Reproduce without any changes the lines from the one containing "Expected: one point per instance of the house" through the last line, including both ends.

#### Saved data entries
/---
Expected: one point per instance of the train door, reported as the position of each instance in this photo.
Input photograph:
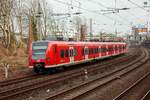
(71, 54)
(86, 52)
(100, 51)
(114, 50)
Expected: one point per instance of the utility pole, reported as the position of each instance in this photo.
(91, 31)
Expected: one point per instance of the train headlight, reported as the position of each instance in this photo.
(48, 58)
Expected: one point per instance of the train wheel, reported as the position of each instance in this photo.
(39, 68)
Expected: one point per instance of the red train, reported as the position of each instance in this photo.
(50, 54)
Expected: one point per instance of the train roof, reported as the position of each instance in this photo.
(73, 42)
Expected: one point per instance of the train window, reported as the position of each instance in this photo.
(82, 51)
(75, 52)
(97, 50)
(89, 50)
(86, 51)
(62, 53)
(92, 51)
(67, 53)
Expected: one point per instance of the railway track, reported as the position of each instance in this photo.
(34, 76)
(18, 90)
(126, 93)
(146, 96)
(79, 91)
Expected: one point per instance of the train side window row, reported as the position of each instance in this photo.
(86, 51)
(68, 53)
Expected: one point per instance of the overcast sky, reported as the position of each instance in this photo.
(135, 15)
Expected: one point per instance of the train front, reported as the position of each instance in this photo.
(37, 56)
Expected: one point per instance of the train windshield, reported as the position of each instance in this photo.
(39, 50)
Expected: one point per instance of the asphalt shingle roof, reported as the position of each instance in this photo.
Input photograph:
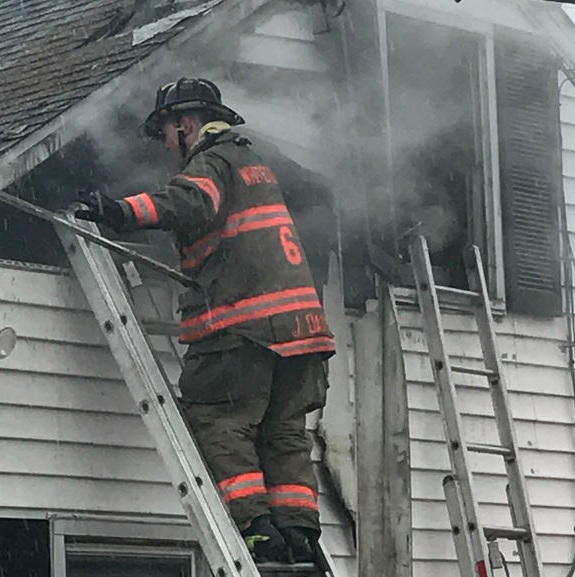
(53, 53)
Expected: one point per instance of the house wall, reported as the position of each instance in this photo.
(537, 370)
(71, 441)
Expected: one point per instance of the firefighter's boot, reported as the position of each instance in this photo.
(265, 542)
(302, 543)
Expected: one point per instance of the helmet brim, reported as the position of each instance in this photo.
(154, 122)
\---
#### Correct answer
Expected: one point per instance of the house wall, reported as the position of each instance in this photo.
(537, 370)
(71, 441)
Expected: one point per instance of the firefighter's boot, reported as the position of each instance in this photo.
(265, 542)
(302, 543)
Expected: one point per instance of the helmet brim, reported as the position of each instance in this photo.
(154, 122)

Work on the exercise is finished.